:: Stated task ::
In your copy, reproduce the entries exactly as they are, minus the images.

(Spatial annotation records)
□ □ □

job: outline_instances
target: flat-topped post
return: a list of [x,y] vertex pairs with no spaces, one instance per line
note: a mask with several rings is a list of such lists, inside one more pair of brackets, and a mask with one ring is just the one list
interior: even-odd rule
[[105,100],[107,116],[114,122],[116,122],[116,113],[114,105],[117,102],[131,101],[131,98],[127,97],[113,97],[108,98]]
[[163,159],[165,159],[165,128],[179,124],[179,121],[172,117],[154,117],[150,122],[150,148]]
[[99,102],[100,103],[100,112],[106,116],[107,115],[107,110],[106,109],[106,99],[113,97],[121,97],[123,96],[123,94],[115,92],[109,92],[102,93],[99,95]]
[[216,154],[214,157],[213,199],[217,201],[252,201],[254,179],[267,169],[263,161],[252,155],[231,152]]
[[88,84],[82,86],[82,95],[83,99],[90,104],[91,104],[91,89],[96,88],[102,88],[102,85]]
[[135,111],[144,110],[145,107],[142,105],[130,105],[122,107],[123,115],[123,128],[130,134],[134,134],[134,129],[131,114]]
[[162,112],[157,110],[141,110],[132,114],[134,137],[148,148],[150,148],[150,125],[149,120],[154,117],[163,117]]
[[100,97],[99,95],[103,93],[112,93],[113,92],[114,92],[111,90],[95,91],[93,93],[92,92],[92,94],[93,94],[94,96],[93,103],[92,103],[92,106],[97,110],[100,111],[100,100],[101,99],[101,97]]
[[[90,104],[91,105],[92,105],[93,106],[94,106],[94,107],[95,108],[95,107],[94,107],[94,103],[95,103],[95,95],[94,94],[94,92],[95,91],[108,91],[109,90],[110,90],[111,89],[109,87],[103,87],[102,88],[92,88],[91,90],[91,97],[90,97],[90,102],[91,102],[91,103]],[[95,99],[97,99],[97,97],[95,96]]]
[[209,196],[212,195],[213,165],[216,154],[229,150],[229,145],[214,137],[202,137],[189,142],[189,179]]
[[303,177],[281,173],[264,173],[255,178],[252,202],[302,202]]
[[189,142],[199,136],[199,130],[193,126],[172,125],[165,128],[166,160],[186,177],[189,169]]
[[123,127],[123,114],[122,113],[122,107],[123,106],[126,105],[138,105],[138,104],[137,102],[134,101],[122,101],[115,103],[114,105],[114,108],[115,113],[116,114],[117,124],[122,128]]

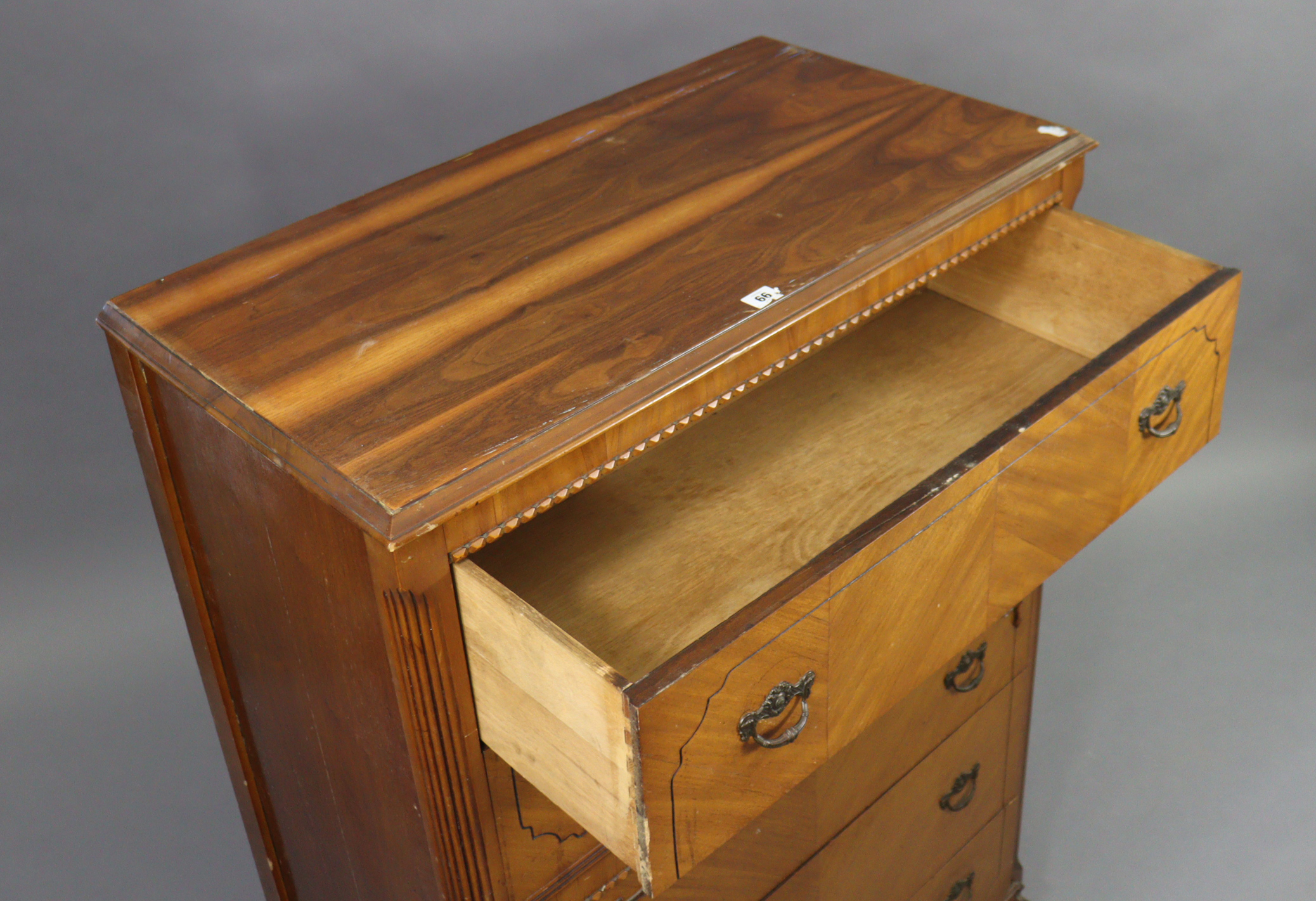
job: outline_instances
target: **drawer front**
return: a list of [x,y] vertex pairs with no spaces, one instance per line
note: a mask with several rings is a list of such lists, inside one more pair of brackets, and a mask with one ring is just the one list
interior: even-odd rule
[[1216,341],[1203,324],[1161,350],[1130,379],[1120,512],[1141,501],[1207,443],[1219,368]]
[[1213,332],[1236,291],[1225,286],[1149,336],[1001,448],[994,605],[1041,585],[1207,443],[1224,387]]
[[1008,736],[1009,693],[1001,692],[783,883],[772,901],[908,898],[1000,813]]
[[[911,692],[859,738],[833,755],[812,776],[750,821],[740,833],[686,871],[663,892],[671,901],[759,901],[840,834],[874,801],[909,773],[941,742],[963,726],[988,701],[1009,696],[1012,710],[1026,702],[1011,682],[1032,661],[1030,623],[1036,597],[974,638],[973,655],[961,672],[963,652],[941,663],[936,673]],[[946,688],[953,674],[961,689]],[[1012,713],[1012,718],[1025,711]],[[1011,743],[1017,742],[1017,732]],[[1012,768],[1015,755],[1011,753]],[[1012,778],[1007,777],[1007,793]]]
[[822,606],[736,667],[704,703],[671,778],[682,872],[826,760],[826,648]]
[[1009,892],[1015,863],[1001,856],[1004,827],[1005,813],[1001,811],[909,901],[1003,901]]
[[994,516],[988,482],[832,597],[833,753],[995,619],[987,605]]

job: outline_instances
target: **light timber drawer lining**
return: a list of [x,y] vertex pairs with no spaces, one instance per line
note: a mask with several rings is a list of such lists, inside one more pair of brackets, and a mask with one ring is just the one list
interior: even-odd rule
[[896,300],[907,296],[908,294],[911,294],[913,291],[917,291],[920,287],[925,286],[930,279],[936,278],[941,273],[948,271],[951,266],[954,266],[954,265],[957,265],[959,262],[963,262],[965,259],[967,259],[969,257],[974,256],[975,253],[978,253],[979,250],[982,250],[987,245],[994,244],[995,241],[998,241],[1004,234],[1008,234],[1009,232],[1015,231],[1016,228],[1019,228],[1024,223],[1029,221],[1030,219],[1034,219],[1037,215],[1040,215],[1040,213],[1050,209],[1051,207],[1054,207],[1055,204],[1058,204],[1062,199],[1063,199],[1062,192],[1057,191],[1055,194],[1050,195],[1049,198],[1046,198],[1041,203],[1038,203],[1038,204],[1030,207],[1029,209],[1026,209],[1020,216],[1016,216],[1011,221],[1008,221],[1004,225],[1001,225],[1000,228],[995,229],[994,232],[991,232],[986,237],[983,237],[983,238],[973,242],[966,249],[963,249],[959,253],[949,257],[948,259],[942,261],[941,263],[933,266],[932,269],[929,269],[924,274],[919,275],[917,278],[911,279],[909,282],[907,282],[900,288],[898,288],[898,290],[887,294],[880,300],[876,300],[875,303],[873,303],[869,307],[863,308],[858,314],[855,314],[855,315],[845,319],[844,321],[838,323],[837,325],[834,325],[833,328],[828,329],[822,335],[819,335],[812,341],[800,345],[799,348],[796,348],[791,353],[786,354],[784,357],[782,357],[780,360],[778,360],[776,362],[774,362],[771,366],[766,366],[762,371],[759,371],[758,374],[755,374],[755,375],[750,377],[749,379],[741,382],[740,385],[737,385],[732,390],[722,393],[721,395],[713,398],[708,403],[704,403],[704,404],[696,407],[695,410],[691,410],[688,414],[686,414],[680,419],[678,419],[678,420],[672,422],[671,424],[669,424],[666,428],[663,428],[663,429],[661,429],[658,432],[654,432],[651,436],[649,436],[644,441],[640,441],[638,444],[628,448],[622,453],[619,453],[617,456],[612,457],[608,462],[603,464],[601,466],[596,466],[596,468],[591,469],[587,473],[582,473],[579,478],[575,478],[571,482],[569,482],[567,485],[563,485],[561,489],[558,489],[557,491],[553,491],[551,494],[549,494],[547,497],[545,497],[540,502],[537,502],[537,503],[534,503],[534,505],[524,508],[522,511],[520,511],[515,516],[509,516],[508,519],[505,519],[501,523],[499,523],[496,527],[488,530],[487,532],[484,532],[483,535],[479,535],[475,539],[471,539],[470,541],[467,541],[466,544],[461,545],[459,548],[455,548],[451,552],[451,555],[450,555],[451,560],[454,562],[458,561],[458,560],[465,560],[472,552],[479,551],[480,548],[486,547],[491,541],[496,541],[497,539],[500,539],[507,532],[511,532],[512,530],[515,530],[517,526],[521,526],[522,523],[526,523],[530,519],[534,519],[534,516],[537,516],[538,514],[544,512],[545,510],[549,510],[550,507],[561,503],[562,501],[566,501],[569,497],[571,497],[576,491],[580,491],[587,485],[592,485],[594,482],[599,481],[600,478],[603,478],[608,473],[613,472],[619,466],[622,466],[626,462],[629,462],[630,460],[634,460],[641,453],[644,453],[645,450],[653,448],[655,444],[658,444],[663,439],[675,435],[678,431],[686,428],[691,423],[699,422],[699,419],[701,419],[705,414],[717,410],[717,407],[720,404],[726,403],[726,402],[734,399],[736,396],[740,396],[741,394],[744,394],[745,391],[750,390],[751,387],[754,387],[754,386],[759,385],[761,382],[771,378],[772,375],[780,373],[787,366],[790,366],[791,364],[799,361],[801,357],[804,357],[809,352],[812,352],[812,350],[815,350],[817,348],[821,348],[825,344],[829,344],[830,341],[833,341],[838,336],[844,335],[851,325],[858,325],[859,323],[870,319],[873,316],[873,314],[879,312],[879,311],[890,307],[891,304],[894,304]]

□ □ □

:: Correct response ::
job: outline_instances
target: flat-topped post
return: a list of [x,y] vertex pairs with no spaces, one instance per line
note: a mask with several rings is a list of such lists, inside one more pair of brackets, and a mask with one ring is just the one list
interior: even-odd rule
[[105,100],[107,116],[114,122],[116,122],[116,113],[114,105],[117,102],[131,101],[131,98],[127,97],[113,97],[108,98]]
[[163,159],[165,159],[165,128],[179,124],[179,121],[172,117],[154,117],[150,122],[150,148]]
[[99,102],[100,103],[100,112],[106,116],[107,115],[107,110],[106,109],[106,99],[113,97],[121,97],[123,96],[123,94],[115,92],[109,92],[102,93],[99,95]]
[[216,154],[214,157],[213,199],[217,201],[252,201],[254,179],[267,169],[263,161],[252,155],[231,152]]
[[88,84],[82,86],[82,95],[83,99],[90,104],[91,104],[91,89],[96,88],[102,88],[102,85]]
[[135,111],[144,110],[145,107],[142,105],[130,105],[122,107],[123,115],[123,128],[130,134],[134,134],[134,129],[131,114]]
[[162,112],[157,110],[141,110],[132,114],[134,137],[148,148],[150,148],[150,125],[149,120],[154,117],[163,117]]
[[100,97],[99,95],[103,93],[112,93],[113,92],[114,92],[111,90],[95,91],[93,93],[92,92],[92,94],[93,94],[94,96],[93,103],[92,103],[92,106],[97,110],[100,111],[100,100],[101,99],[101,97]]
[[[90,104],[91,105],[92,105],[93,106],[94,106],[94,107],[95,108],[95,107],[94,107],[94,103],[95,103],[95,95],[94,94],[94,92],[95,91],[108,91],[109,90],[110,90],[111,89],[109,87],[103,87],[102,88],[92,88],[91,90],[91,97],[90,97],[90,102],[91,102],[91,103]],[[95,99],[97,99],[97,97],[95,96]]]
[[209,196],[212,195],[213,165],[216,154],[229,150],[229,145],[214,137],[202,137],[189,142],[189,179]]
[[303,177],[281,173],[264,173],[255,178],[252,202],[302,202]]
[[189,142],[199,136],[199,130],[193,126],[172,125],[165,128],[166,160],[186,177],[189,169]]
[[123,127],[123,114],[122,113],[122,107],[123,106],[126,105],[138,105],[138,104],[137,102],[134,101],[122,101],[115,103],[114,105],[114,108],[115,113],[116,114],[117,124],[122,128]]

job: outline_instances
target: **drawer front**
return: a list of [x,y] vertex pairs with no spaces, one instance per line
note: a mask with several rings is a list of such lists, inside one more pair of brackets, and a mask with one ring is just the one list
interior: even-odd rule
[[1216,341],[1203,324],[1161,350],[1130,379],[1120,512],[1141,501],[1207,443],[1219,368]]
[[1213,332],[1236,291],[1225,286],[1149,336],[1001,448],[994,605],[1041,585],[1207,443],[1224,387]]
[[1008,736],[1009,693],[1001,692],[783,883],[772,901],[908,898],[1000,813]]
[[[911,692],[859,738],[833,755],[812,776],[750,821],[740,833],[686,871],[663,892],[671,901],[759,901],[840,834],[874,801],[909,773],[941,742],[963,726],[988,701],[1009,696],[1012,710],[1026,702],[1011,682],[1032,661],[1030,623],[1036,597],[974,638],[973,655],[961,672],[963,652],[941,663],[936,673]],[[946,688],[953,674],[961,689]],[[1012,713],[1012,718],[1025,711]],[[1011,743],[1017,742],[1017,732]],[[1012,768],[1015,755],[1011,753]],[[1012,778],[1007,777],[1007,793]]]
[[822,606],[736,667],[704,703],[671,778],[682,872],[826,760],[826,648]]
[[1009,892],[1015,863],[1001,856],[1004,827],[1005,813],[1001,811],[909,901],[1003,901]]
[[994,516],[988,482],[832,597],[833,753],[995,619],[987,605]]

job: outline_instances
target: **light timber drawer lining**
return: a list of [x,y] vertex pairs with no spaces, one instance per line
note: a mask with several rings is a list of such lists, inside one more pair of brackets, and a mask with one ring is just the one list
interior: even-odd rule
[[896,300],[907,296],[908,294],[911,294],[913,291],[917,291],[920,287],[925,286],[930,279],[936,278],[941,273],[948,271],[951,266],[954,266],[954,265],[957,265],[959,262],[963,262],[965,259],[967,259],[969,257],[974,256],[975,253],[978,253],[979,250],[982,250],[987,245],[994,244],[995,241],[998,241],[1004,234],[1008,234],[1009,232],[1015,231],[1016,228],[1019,228],[1024,223],[1029,221],[1030,219],[1034,219],[1037,215],[1040,215],[1040,213],[1050,209],[1051,207],[1054,207],[1055,204],[1058,204],[1062,199],[1063,199],[1062,192],[1057,191],[1055,194],[1050,195],[1049,198],[1046,198],[1041,203],[1038,203],[1038,204],[1030,207],[1029,209],[1026,209],[1020,216],[1016,216],[1011,221],[1008,221],[1004,225],[1001,225],[1000,228],[995,229],[994,232],[991,232],[986,237],[983,237],[983,238],[973,242],[966,249],[963,249],[959,253],[949,257],[948,259],[942,261],[941,263],[933,266],[932,269],[929,269],[924,274],[919,275],[917,278],[911,279],[909,282],[907,282],[900,288],[898,288],[898,290],[887,294],[880,300],[876,300],[875,303],[873,303],[869,307],[863,308],[858,314],[855,314],[855,315],[845,319],[844,321],[838,323],[837,325],[834,325],[833,328],[828,329],[822,335],[819,335],[812,341],[800,345],[799,348],[796,348],[791,353],[786,354],[784,357],[782,357],[780,360],[778,360],[776,362],[774,362],[771,366],[766,366],[762,371],[759,371],[758,374],[755,374],[755,375],[750,377],[749,379],[741,382],[740,385],[737,385],[732,390],[722,393],[721,395],[713,398],[708,403],[704,403],[704,404],[696,407],[695,410],[691,410],[688,414],[686,414],[680,419],[678,419],[678,420],[672,422],[671,424],[669,424],[666,428],[663,428],[663,429],[661,429],[658,432],[654,432],[651,436],[649,436],[644,441],[640,441],[638,444],[628,448],[622,453],[619,453],[617,456],[612,457],[608,462],[603,464],[601,466],[596,466],[596,468],[591,469],[587,473],[582,473],[579,478],[575,478],[571,482],[569,482],[567,485],[563,485],[561,489],[558,489],[557,491],[553,491],[551,494],[549,494],[547,497],[545,497],[540,502],[537,502],[537,503],[534,503],[534,505],[524,508],[522,511],[520,511],[515,516],[509,516],[508,519],[505,519],[501,523],[499,523],[496,527],[488,530],[487,532],[484,532],[483,535],[479,535],[475,539],[471,539],[470,541],[467,541],[466,544],[461,545],[459,548],[455,548],[451,552],[451,555],[450,555],[451,560],[454,562],[458,561],[458,560],[465,560],[472,552],[479,551],[480,548],[486,547],[491,541],[496,541],[497,539],[500,539],[507,532],[511,532],[512,530],[515,530],[517,526],[521,526],[522,523],[526,523],[530,519],[534,519],[534,516],[537,516],[538,514],[544,512],[545,510],[549,510],[550,507],[561,503],[562,501],[566,501],[569,497],[571,497],[576,491],[580,491],[587,485],[592,485],[594,482],[599,481],[600,478],[603,478],[608,473],[613,472],[619,466],[622,466],[626,462],[629,462],[630,460],[634,460],[641,453],[644,453],[645,450],[653,448],[655,444],[658,444],[663,439],[675,435],[678,431],[686,428],[691,423],[699,422],[699,419],[701,419],[705,414],[717,410],[717,407],[720,404],[726,403],[726,402],[734,399],[736,396],[740,396],[741,394],[744,394],[745,391],[750,390],[751,387],[754,387],[754,386],[759,385],[761,382],[771,378],[772,375],[780,373],[787,366],[790,366],[791,364],[799,361],[801,357],[804,357],[809,352],[812,352],[812,350],[815,350],[817,348],[821,348],[825,344],[829,344],[830,341],[833,341],[838,336],[844,335],[851,325],[858,325],[859,323],[870,319],[873,316],[873,314],[879,312],[879,311],[890,307],[891,304],[894,304]]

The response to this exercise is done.